▶ **OBJETIVO DA TAREFA**:
Reproduza na íntegra o trecho sobre Hu Jintao e o marxismo na China, sem alterar nenhum caractere.

▶ **TRECHO SELECIONADO**:
Hu Jintao: o novo status do marxismo na China

O desapontamento é geral nos arraiais da imprensa especializada ocidental. Notadamente nas mais afeitas à extrema-direita sediadas em Washington, Londres, Hong-Kong e Taiwan. Afinal ao contrário do que, em 2002, afirmavam 99% dos especialistas em China no

Trata-se dos velhos desejos de uma classe dominante mundial se confrontando com a força das leis naturais. Sob os mantos da Quarta Geração Revolucionária de dirigentes, o marxismo ganha força na China. Para mim não cabem grandes novidades.


 


 


Em conversas com meu mestre Mamigonian, com amigos como Aldo Rebelo e Amaury Porto de Oliveira e em artigos e palestras realizadas nos estertores do 16º Congresso do PCCh realizado em 2002, sempre deixei claro que a história milenar chinesa guardava respostas ao futuro próximo. E que não estava fora da ordem natural das coisas uma nova etapa de desenvolvimento.


 


 


O surgimento – um século antes de propostas éticas, civilizatórias e tolerantes semelhantes na Grécia, já não homérica – do confucionismo e do taoísmo como resposta a uma crise interna, as prolongadas revoltas camponesas em meio à decadência da dinastia manchu, prenunciando tempos de luzes (fundação do PCCh em 1921) e os ventos taoístas da Revolução Cultural antecedendo época de prosperidade sob Deng Xiaoping.

▶ **MATERIAL FORNECIDO**:

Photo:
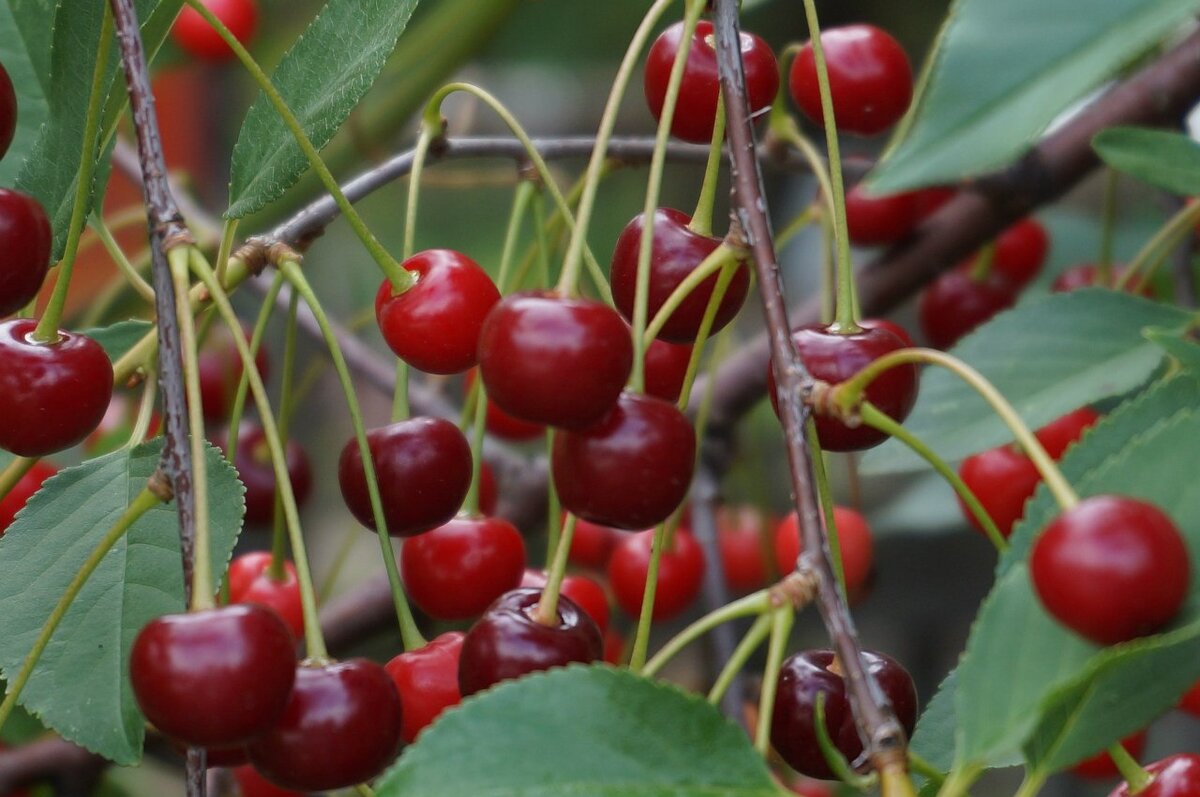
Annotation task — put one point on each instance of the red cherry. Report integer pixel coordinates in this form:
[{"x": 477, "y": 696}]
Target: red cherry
[
  {"x": 457, "y": 569},
  {"x": 217, "y": 677},
  {"x": 834, "y": 358},
  {"x": 341, "y": 727},
  {"x": 25, "y": 237},
  {"x": 424, "y": 468},
  {"x": 1110, "y": 569},
  {"x": 696, "y": 107},
  {"x": 193, "y": 35},
  {"x": 681, "y": 573},
  {"x": 435, "y": 324},
  {"x": 52, "y": 395},
  {"x": 508, "y": 642},
  {"x": 675, "y": 255},
  {"x": 427, "y": 682},
  {"x": 870, "y": 79},
  {"x": 629, "y": 471},
  {"x": 553, "y": 360}
]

▶ **RESPOSTA ABAIXO**:
Hu Jintao: o novo status do marxismo na China

O desapontamento é geral nos arraiais da imprensa especializada ocidental. Notadamente nas mais afeitas à extrema-direita sediadas em Washington, Londres, Hong-Kong e Taiwan. Afinal ao contrário do que, em 2002, afirmavam 99% dos especialistas em China no

Trata-se dos velhos desejos de uma classe dominante mundial se confrontando com a força das leis naturais. Sob os mantos da Quarta Geração Revolucionária de dirigentes, o marxismo ganha força na China. Para mim não cabem grandes novidades.


 


 


Em conversas com meu mestre Mamigonian, com amigos como Aldo Rebelo e Amaury Porto de Oliveira e em artigos e palestras realizadas nos estertores do 16º Congresso do PCCh realizado em 2002, sempre deixei claro que a história milenar chinesa guardava respostas ao futuro próximo. E que não estava fora da ordem natural das coisas uma nova etapa de desenvolvimento.


 


 


O surgimento – um século antes de propostas éticas, civilizatórias e tolerantes semelhantes na Grécia, já não homérica – do confucionismo e do taoísmo como resposta a uma crise interna, as prolongadas revoltas camponesas em meio à decadência da dinastia manchu, prenunciando tempos de luzes (fundação do PCCh em 1921) e os ventos taoístas da Revolução Cultural antecedendo época de prosperidade sob Deng Xiaoping.